[原文]
################

今回は、框(かまち)についてお話しします。
ほぼ全ての住宅にあるのですが、
框はどこにあるどのような部分を指している言葉かご存知ですか?
建築用語のなかでも、馴染みが薄い言葉かもしれません。解説していきます。
豆知識
元々框とは、「周りを囲む枠」を意味していました。
そのため、窓や戸・障子などの枠や、
畳の縁がついていない端の部材も全て框と呼んでいました。
今では縁を補強する木材を指すことが一般的です。
框の種類
1.上がり框
玄関の、靴を脱ぐ部分とその先の廊下(または部屋)につながる部分には段差がありますよね。
この段差の端に取り付けられている横木が、框です。
玄関扉を開けた時に、視界に入って来る部分なので見た目の良さが重要視されます。
また出入りをする際に、必ず通る部分のため耐久性も求められます。
一般的な戸建ての場合、上がり框の高さは15〜18cm。
賃貸アパートやマンションですと、5〜7cmと少し低くなっています。
上がり框が高いと…
・座って靴を履いた時に立ち上がりやすい
・高齢者や子どもは段差の上り下りが億劫
上がり框が低いと…
・スッと上がることができて楽
・子どもが小さいうちは靴の脱ぎ履きをしやすい
・座って靴を履いたり重たい荷物を背負ったりしていると立ち上がりにくい
それぞれに良い点・悪い点がありますが、
子どもは成長していくので高さは大人に合わせ、
壁には汚れ防止も含めて手摺を設置するのも1つの手段です。

################

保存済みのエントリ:
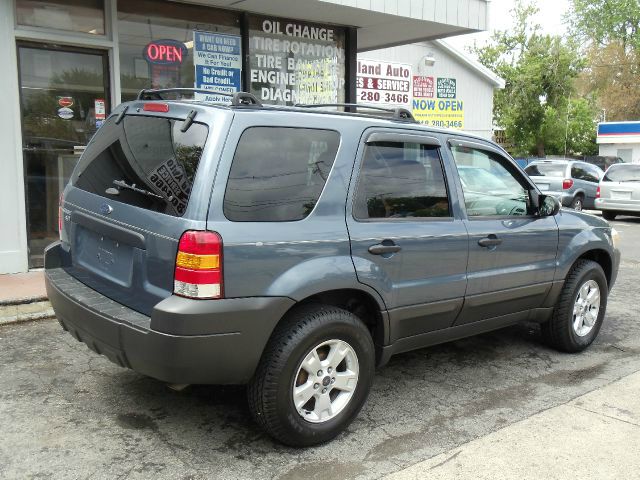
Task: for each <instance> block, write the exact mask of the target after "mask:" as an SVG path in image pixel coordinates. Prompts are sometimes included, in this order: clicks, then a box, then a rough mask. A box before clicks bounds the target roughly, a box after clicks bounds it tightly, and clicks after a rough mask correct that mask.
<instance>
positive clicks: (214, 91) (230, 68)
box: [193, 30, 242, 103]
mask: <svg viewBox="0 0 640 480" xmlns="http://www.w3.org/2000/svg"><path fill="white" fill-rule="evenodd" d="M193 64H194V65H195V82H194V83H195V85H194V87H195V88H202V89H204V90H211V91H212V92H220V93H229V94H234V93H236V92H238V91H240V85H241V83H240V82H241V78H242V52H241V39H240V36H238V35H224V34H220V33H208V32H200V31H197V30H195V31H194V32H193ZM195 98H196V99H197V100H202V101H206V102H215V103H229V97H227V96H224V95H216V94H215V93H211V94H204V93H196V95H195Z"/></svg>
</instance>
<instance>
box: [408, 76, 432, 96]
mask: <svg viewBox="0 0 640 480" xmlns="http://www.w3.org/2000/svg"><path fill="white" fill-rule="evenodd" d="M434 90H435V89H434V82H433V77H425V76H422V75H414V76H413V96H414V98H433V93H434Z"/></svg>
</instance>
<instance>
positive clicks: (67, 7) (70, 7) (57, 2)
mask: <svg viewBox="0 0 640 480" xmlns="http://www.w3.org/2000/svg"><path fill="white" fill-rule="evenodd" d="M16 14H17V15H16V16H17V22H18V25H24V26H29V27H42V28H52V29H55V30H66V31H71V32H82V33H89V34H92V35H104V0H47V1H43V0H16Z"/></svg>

################

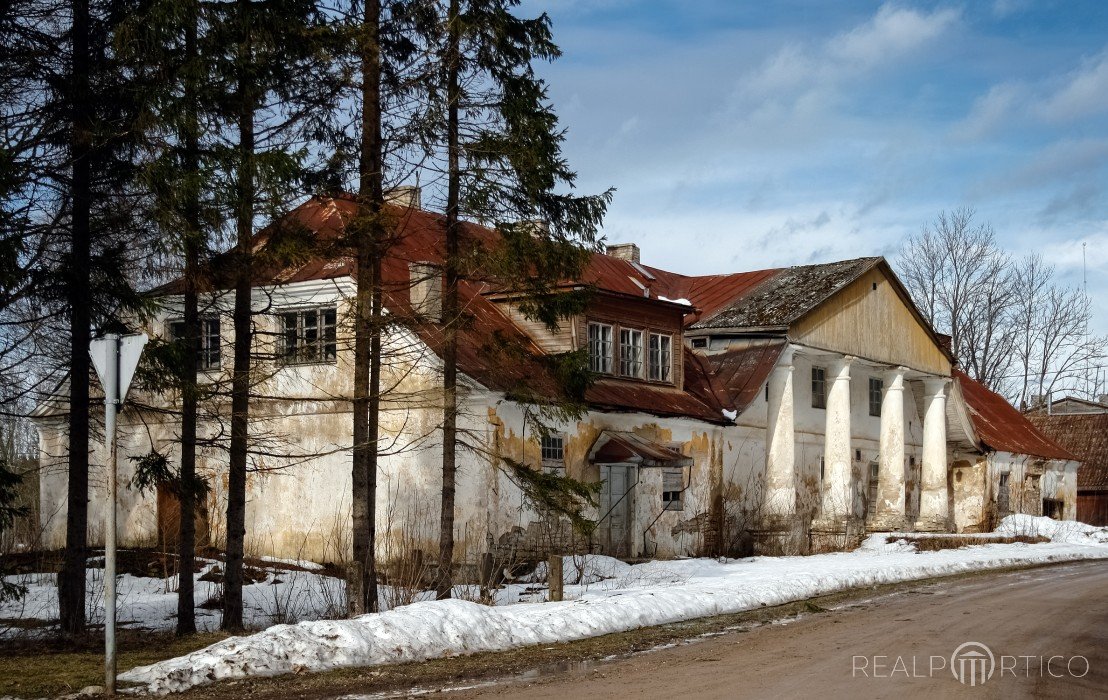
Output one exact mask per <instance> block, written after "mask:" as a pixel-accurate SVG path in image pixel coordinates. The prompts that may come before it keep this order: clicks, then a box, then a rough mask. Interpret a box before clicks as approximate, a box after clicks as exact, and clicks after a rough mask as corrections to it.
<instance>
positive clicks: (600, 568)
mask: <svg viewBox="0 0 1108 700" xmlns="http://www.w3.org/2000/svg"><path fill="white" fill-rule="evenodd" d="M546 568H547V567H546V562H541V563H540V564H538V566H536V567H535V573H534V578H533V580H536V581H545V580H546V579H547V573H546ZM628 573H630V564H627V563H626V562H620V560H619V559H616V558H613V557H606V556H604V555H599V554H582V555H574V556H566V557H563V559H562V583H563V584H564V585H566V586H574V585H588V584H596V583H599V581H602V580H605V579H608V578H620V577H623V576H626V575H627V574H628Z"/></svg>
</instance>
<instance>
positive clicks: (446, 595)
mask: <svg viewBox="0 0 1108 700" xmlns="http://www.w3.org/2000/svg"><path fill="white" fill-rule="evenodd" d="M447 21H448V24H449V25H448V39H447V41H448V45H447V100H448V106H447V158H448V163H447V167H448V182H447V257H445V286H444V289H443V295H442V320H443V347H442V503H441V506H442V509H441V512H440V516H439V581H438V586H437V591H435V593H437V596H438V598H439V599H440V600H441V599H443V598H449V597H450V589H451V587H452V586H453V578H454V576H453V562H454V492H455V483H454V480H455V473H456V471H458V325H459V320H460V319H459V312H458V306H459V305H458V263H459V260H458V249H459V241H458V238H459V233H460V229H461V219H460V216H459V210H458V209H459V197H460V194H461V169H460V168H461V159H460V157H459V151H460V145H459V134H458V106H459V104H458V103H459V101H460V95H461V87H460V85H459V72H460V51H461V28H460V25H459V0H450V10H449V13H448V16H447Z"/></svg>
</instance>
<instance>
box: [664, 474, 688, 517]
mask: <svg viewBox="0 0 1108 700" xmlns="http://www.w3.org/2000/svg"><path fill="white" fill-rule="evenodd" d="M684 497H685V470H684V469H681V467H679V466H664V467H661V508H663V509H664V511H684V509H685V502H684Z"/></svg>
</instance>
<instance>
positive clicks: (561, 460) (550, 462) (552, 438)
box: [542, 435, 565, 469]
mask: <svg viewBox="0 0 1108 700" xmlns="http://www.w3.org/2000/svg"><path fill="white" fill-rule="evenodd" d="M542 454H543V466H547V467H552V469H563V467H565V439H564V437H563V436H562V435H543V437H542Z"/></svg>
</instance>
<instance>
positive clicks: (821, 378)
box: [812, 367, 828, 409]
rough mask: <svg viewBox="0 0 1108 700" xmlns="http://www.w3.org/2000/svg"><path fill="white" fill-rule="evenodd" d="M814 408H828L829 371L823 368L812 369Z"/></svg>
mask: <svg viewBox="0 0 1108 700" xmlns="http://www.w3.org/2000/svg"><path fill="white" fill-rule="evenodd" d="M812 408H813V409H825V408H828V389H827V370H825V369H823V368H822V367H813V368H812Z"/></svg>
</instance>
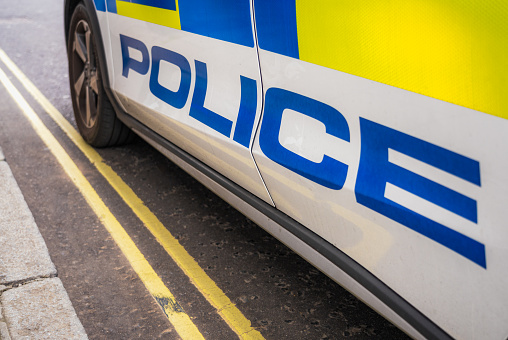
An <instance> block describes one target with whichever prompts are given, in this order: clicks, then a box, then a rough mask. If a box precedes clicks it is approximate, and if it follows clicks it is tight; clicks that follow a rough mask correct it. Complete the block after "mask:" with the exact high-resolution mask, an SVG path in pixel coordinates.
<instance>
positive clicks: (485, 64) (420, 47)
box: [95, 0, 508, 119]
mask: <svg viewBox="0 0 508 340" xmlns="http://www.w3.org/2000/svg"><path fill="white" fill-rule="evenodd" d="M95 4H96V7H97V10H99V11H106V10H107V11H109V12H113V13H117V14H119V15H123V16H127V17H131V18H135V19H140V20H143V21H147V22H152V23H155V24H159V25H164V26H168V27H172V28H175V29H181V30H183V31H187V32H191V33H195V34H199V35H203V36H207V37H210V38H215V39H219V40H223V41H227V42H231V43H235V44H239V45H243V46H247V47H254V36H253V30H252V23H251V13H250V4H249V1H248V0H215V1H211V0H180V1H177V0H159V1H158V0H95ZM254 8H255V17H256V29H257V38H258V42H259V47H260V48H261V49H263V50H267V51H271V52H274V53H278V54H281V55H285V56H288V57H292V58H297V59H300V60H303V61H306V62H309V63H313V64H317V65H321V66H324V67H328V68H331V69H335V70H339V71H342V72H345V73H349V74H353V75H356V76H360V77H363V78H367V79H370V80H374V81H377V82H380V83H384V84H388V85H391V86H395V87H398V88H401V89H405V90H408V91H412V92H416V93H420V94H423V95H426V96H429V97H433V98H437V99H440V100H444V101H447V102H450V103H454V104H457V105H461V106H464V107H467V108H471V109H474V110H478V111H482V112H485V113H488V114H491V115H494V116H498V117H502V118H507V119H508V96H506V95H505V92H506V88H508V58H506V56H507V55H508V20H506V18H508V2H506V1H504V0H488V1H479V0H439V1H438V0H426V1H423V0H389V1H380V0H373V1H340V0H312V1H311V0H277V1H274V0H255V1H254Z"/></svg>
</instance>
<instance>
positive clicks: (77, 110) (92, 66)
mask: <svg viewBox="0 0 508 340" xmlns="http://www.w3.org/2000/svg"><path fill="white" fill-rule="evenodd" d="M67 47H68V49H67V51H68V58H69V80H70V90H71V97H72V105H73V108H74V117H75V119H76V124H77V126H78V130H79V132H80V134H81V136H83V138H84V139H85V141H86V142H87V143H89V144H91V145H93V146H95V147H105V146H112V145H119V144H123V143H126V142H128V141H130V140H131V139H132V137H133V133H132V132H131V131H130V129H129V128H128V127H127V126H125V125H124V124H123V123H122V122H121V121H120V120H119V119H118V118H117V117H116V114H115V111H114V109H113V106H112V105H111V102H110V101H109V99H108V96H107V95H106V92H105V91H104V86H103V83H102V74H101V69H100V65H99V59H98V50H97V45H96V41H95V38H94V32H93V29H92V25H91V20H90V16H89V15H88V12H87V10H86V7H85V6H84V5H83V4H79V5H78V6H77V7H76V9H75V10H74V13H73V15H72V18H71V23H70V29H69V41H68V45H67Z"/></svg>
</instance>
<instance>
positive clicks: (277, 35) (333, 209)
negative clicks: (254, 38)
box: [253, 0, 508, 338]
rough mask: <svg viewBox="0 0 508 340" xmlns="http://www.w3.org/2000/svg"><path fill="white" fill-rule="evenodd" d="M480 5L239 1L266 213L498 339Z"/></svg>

################

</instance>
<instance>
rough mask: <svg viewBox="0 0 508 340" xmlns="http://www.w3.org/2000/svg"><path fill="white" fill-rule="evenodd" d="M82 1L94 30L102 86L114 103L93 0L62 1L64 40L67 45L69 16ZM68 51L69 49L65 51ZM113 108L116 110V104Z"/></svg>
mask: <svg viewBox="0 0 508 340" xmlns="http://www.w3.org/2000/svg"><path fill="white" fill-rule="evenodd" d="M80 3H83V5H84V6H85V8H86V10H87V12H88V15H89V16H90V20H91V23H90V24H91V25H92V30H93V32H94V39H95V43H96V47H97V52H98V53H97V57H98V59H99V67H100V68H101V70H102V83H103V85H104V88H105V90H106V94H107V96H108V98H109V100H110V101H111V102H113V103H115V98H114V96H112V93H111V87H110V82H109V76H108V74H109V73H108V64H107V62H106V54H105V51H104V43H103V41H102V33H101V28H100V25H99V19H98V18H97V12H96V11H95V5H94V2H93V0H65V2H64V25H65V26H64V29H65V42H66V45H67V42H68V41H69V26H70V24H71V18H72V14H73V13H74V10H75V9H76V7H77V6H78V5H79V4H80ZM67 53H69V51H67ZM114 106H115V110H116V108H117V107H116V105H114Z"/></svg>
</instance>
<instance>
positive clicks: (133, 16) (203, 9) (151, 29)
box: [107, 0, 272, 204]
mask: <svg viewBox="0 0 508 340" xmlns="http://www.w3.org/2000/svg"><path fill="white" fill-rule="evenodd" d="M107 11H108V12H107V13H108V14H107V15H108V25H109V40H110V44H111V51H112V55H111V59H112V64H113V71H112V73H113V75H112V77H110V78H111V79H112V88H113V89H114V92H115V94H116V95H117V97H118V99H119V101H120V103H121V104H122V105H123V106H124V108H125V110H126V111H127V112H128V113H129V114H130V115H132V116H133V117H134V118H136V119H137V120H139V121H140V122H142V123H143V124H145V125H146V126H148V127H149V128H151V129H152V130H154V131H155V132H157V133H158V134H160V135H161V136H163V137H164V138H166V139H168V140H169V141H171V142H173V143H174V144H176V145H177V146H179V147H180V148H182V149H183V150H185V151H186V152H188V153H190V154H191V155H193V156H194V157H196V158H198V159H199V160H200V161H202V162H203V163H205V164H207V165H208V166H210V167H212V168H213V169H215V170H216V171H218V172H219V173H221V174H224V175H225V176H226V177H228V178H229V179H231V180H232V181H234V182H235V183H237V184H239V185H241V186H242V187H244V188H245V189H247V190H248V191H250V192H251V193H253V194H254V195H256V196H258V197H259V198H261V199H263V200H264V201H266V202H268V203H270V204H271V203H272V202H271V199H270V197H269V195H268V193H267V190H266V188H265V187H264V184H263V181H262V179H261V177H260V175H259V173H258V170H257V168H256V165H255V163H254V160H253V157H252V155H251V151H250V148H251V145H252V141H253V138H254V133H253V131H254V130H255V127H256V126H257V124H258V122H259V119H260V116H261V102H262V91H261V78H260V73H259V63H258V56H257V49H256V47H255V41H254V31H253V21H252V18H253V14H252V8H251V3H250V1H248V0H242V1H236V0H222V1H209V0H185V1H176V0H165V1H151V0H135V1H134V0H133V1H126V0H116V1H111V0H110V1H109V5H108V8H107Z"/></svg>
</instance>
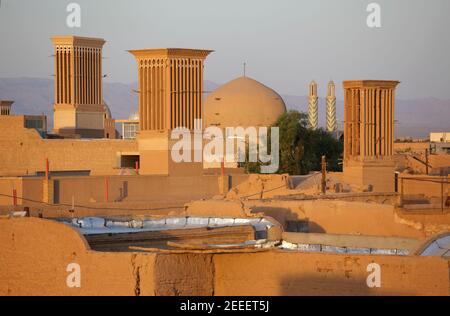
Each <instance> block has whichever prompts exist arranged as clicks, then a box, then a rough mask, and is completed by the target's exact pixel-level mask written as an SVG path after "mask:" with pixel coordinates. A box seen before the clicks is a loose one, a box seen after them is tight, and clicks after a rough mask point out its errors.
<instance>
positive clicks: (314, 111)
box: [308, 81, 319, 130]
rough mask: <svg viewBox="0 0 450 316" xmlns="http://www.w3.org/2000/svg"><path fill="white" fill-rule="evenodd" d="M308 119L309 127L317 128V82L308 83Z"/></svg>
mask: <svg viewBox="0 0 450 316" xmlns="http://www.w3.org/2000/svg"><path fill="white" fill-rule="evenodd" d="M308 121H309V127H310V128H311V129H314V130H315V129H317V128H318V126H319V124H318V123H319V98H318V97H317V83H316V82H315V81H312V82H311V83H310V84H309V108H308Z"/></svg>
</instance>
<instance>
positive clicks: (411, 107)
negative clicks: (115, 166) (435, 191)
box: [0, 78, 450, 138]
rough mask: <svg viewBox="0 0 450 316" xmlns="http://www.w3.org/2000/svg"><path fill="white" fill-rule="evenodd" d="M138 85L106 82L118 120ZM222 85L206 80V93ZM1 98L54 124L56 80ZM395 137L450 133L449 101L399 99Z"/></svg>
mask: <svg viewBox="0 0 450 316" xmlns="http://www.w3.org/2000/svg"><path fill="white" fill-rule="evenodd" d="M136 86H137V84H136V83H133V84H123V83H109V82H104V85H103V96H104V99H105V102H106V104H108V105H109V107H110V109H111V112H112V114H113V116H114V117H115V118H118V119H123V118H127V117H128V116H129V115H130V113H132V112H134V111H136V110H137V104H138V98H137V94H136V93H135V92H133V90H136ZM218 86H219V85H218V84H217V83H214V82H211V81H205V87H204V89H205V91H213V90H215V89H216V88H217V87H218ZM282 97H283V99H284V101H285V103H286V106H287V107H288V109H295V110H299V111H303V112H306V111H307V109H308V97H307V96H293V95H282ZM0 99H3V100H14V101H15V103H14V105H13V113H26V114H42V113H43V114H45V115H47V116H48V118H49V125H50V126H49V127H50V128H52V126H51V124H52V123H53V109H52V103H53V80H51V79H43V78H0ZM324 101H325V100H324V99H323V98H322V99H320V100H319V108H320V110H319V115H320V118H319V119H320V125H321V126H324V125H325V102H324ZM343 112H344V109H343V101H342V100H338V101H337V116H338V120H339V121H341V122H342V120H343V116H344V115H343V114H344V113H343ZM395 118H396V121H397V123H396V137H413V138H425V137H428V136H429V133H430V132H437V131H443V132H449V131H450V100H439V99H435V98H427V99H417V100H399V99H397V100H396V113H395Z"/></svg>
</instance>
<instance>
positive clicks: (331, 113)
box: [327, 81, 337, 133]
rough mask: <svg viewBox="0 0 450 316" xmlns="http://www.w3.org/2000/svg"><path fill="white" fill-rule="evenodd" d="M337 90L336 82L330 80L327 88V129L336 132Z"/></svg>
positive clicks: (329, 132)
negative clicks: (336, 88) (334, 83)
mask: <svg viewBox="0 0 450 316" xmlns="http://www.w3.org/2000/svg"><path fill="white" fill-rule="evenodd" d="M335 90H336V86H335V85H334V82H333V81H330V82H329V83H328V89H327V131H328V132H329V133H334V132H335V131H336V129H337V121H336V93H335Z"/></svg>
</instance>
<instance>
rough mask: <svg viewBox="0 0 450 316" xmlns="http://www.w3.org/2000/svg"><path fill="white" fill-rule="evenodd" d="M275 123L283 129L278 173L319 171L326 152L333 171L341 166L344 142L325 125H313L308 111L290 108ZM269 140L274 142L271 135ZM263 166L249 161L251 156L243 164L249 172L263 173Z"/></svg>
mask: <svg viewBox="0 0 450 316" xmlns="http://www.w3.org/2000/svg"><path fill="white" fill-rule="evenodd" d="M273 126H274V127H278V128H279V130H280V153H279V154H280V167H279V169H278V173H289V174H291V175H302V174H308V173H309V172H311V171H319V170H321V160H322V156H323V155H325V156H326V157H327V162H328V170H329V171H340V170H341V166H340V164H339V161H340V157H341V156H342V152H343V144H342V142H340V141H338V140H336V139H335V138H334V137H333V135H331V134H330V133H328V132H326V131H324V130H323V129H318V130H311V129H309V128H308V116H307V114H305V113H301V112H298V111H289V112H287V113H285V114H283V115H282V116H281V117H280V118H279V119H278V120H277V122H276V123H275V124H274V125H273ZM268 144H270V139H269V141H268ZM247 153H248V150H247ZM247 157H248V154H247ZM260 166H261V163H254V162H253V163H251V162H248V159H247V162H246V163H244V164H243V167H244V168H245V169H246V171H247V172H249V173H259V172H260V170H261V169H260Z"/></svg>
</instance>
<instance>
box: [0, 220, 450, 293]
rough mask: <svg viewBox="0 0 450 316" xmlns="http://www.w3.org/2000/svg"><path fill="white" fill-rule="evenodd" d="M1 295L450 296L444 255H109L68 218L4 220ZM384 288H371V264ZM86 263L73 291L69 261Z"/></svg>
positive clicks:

################

[課題]
框の解説文の続きを、最後の文の後から書いてください。 エントリは今回の作業では使いません。

[出力結果]
2.床框(または床縁)
これは和室にある、床の間についている框の呼び方です。
床の間は、掛け軸や生花・骨董品などを飾るための場所です。
“永久(とこしえ)“と掛けられているという説もあり、
家の繁栄を象徴する神聖な場所とされています。
そのため他の床より一段高いので、床板や床畳を隠すために框が取り付けられているのです。
最近の住宅では、畳の部屋はあっても床の間はなかなかないですね…。
古民家や茶室を訪れた際に、ぜひ確認してみてください。
3.縁框
縁側の外側の端部に取り付けられている框を、縁框と呼びます。
雨戸を取り付けるために、上部に溝が設けられることがあります。
いかがでしたか?
聞きなれない言葉である框が、じつは生活のすぐそばにあるものであると
少しでも伝わると幸いです。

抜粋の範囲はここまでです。